§ WHAT YOU ARE ASKED TO DO
Repeat precisely, and only, the lines between the line containing "written like (276,16)." and the end of the listing below, both ends included.

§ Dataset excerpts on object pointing
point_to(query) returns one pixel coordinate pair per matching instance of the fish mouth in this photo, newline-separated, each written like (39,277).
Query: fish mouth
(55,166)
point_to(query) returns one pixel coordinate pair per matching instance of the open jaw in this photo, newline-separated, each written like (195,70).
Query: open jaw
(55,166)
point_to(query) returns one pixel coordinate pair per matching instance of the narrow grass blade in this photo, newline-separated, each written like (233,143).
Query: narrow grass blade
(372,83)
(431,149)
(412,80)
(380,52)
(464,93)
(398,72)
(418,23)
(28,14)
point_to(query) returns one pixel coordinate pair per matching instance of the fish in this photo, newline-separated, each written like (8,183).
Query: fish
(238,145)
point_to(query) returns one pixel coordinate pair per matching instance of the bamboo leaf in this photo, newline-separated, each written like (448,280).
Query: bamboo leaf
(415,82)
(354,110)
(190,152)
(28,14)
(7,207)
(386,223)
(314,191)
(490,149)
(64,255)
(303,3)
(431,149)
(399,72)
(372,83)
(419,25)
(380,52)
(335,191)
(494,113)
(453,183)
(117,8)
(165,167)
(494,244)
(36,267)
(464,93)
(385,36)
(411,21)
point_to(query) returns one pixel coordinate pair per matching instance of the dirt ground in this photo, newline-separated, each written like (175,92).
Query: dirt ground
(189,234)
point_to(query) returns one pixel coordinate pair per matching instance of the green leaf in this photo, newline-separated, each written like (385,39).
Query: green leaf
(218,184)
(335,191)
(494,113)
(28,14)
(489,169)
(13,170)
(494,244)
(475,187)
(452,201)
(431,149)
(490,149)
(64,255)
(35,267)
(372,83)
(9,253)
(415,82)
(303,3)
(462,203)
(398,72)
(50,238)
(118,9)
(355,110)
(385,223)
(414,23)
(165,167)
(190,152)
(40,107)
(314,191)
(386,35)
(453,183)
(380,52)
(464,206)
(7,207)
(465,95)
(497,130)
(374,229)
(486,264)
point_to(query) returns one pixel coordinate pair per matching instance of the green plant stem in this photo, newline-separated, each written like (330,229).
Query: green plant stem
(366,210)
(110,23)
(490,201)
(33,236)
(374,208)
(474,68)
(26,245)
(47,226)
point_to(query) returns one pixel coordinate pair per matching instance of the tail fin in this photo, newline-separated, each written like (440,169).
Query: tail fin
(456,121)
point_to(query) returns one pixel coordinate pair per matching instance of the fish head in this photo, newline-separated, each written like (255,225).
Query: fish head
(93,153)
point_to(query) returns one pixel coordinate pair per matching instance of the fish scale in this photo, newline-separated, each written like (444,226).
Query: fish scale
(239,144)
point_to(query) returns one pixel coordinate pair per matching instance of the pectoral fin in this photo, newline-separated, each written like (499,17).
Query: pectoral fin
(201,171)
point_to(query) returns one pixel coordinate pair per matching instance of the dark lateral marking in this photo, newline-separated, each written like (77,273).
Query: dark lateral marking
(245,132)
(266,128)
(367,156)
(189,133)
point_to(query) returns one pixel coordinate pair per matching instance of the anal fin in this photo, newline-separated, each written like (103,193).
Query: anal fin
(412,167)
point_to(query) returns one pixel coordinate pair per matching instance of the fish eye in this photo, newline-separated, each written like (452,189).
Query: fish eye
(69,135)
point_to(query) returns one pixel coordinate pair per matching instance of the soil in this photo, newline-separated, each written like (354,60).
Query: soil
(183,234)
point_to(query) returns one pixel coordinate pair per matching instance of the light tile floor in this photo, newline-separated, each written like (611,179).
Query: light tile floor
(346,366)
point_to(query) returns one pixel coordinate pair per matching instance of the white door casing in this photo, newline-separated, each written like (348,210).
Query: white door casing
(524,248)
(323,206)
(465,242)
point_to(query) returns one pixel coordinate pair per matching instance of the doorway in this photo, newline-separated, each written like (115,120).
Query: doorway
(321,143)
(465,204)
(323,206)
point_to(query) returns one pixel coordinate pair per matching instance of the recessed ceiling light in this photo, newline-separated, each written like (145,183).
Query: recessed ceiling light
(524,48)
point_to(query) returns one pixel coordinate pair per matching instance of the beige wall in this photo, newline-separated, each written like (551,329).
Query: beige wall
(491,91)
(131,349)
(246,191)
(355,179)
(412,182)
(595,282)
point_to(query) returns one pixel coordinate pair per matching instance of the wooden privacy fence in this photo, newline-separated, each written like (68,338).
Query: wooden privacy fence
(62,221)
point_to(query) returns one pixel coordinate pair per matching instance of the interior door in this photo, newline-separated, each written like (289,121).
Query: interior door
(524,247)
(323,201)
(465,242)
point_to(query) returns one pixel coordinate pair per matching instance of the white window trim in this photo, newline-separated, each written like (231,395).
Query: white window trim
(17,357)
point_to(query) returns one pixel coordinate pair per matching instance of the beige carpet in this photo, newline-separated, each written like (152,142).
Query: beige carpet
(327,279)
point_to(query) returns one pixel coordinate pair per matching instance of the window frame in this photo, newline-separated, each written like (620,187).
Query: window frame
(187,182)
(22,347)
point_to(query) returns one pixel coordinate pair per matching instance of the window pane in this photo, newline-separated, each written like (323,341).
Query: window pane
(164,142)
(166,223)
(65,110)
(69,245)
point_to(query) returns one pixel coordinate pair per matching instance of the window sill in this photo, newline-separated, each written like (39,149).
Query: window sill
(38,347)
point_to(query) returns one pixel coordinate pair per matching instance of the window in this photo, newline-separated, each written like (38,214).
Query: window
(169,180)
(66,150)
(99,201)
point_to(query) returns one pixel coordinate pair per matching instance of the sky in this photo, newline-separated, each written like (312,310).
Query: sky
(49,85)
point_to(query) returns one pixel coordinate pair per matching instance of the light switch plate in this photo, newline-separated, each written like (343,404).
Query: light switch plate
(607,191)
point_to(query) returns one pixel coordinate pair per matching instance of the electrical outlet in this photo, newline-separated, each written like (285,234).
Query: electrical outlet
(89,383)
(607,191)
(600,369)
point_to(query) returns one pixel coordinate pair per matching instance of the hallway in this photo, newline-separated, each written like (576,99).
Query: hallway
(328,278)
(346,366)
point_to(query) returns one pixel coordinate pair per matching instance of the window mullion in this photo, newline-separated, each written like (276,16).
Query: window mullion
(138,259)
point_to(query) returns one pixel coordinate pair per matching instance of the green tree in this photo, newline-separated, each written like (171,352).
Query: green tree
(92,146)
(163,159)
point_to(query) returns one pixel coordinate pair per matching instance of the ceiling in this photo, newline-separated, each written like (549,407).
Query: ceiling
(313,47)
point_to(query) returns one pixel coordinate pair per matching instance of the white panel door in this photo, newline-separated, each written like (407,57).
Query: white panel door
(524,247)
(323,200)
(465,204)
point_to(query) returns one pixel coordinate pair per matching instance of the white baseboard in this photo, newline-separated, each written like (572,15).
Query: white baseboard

§ WRITTEN RESPONSE
point_to(query) returns one pixel coordinate pair per matching instance of the window mullion in this photo, newline-separated, each written like (276,16).
Query: window mullion
(138,259)
point_to(query) returns one pixel coordinate pair per matching instance of the green tree in this photo, newline-separated, each written like (171,352).
Query: green tree
(92,146)
(163,159)
point_to(query) returns one pixel coordinate pair per matching instance of the ceiling in this photo, newline-separated, each written like (549,407).
Query: ceiling
(313,47)
point_to(query) returns one pixel coordinate pair per matching instance of the white panel door in this photo, newline-separated, each written like (407,57).
Query: white panel door
(524,247)
(323,200)
(465,204)
point_to(query) returns one pixel coordinate pair per matching instance of the white baseboard in this photo, newline-separated, each written like (572,15).
Query: white baseboard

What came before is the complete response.